start TASK INPUTS

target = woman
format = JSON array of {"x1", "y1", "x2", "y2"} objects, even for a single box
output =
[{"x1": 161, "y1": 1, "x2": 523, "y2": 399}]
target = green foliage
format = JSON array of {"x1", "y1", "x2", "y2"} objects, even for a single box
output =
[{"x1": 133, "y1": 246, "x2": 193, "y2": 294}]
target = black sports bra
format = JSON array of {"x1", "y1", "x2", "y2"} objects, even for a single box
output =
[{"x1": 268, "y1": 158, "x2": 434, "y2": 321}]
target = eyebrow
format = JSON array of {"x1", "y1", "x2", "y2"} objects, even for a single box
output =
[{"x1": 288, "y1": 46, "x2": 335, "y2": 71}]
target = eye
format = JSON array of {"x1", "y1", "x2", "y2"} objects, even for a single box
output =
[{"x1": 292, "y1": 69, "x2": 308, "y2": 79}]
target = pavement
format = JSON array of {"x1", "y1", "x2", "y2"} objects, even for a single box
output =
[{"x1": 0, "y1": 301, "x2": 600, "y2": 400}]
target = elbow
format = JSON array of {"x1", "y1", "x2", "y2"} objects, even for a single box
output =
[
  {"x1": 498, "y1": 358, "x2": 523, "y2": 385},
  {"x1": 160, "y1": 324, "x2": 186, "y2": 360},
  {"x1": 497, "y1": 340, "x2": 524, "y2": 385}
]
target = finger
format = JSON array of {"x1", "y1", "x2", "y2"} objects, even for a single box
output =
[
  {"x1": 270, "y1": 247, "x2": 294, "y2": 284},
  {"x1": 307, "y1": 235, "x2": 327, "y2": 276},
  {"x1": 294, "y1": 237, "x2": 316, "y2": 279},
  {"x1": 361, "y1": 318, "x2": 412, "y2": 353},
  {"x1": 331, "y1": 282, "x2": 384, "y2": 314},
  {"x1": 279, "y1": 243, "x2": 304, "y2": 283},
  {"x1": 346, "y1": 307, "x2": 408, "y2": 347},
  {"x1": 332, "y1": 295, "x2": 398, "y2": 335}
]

end TASK INPUTS

> **THE REQUEST**: Copy the lines above without any changes, from the first through the last.

> **ANSWER TO THIS TASK**:
target = woman
format = JSON array of {"x1", "y1", "x2", "y2"} objects, even for a single box
output =
[{"x1": 161, "y1": 1, "x2": 523, "y2": 399}]
target = green foliage
format = JSON array of {"x1", "y1", "x2", "y2"} objects, even for a single box
output =
[{"x1": 133, "y1": 246, "x2": 193, "y2": 294}]
target = black sports bra
format = JSON array of {"x1", "y1", "x2", "y2"} objects, even for a single box
output =
[{"x1": 268, "y1": 158, "x2": 434, "y2": 321}]
target = eyebrow
format = JSON array of {"x1", "y1", "x2", "y2"} objects, even for a single box
output =
[{"x1": 288, "y1": 46, "x2": 335, "y2": 71}]
target = eye
format = JSON array of {"x1", "y1", "x2", "y2"} objects, even for a single box
output =
[{"x1": 292, "y1": 69, "x2": 308, "y2": 79}]
target = pavement
format = JSON array of {"x1", "y1", "x2", "y2"} objects, even for a single box
output =
[{"x1": 0, "y1": 301, "x2": 600, "y2": 400}]
target = elbow
format = JSON array of {"x1", "y1", "x2", "y2"} objects, even for a single box
output =
[
  {"x1": 498, "y1": 358, "x2": 523, "y2": 385},
  {"x1": 160, "y1": 324, "x2": 186, "y2": 360},
  {"x1": 497, "y1": 340, "x2": 524, "y2": 385}
]
target = finger
format = JSON array of {"x1", "y1", "x2", "y2"} objects, even for a single box
output =
[
  {"x1": 270, "y1": 247, "x2": 294, "y2": 284},
  {"x1": 307, "y1": 235, "x2": 327, "y2": 276},
  {"x1": 294, "y1": 237, "x2": 316, "y2": 279},
  {"x1": 361, "y1": 318, "x2": 412, "y2": 353},
  {"x1": 331, "y1": 282, "x2": 384, "y2": 314},
  {"x1": 279, "y1": 243, "x2": 304, "y2": 283},
  {"x1": 346, "y1": 307, "x2": 408, "y2": 347},
  {"x1": 332, "y1": 295, "x2": 398, "y2": 335}
]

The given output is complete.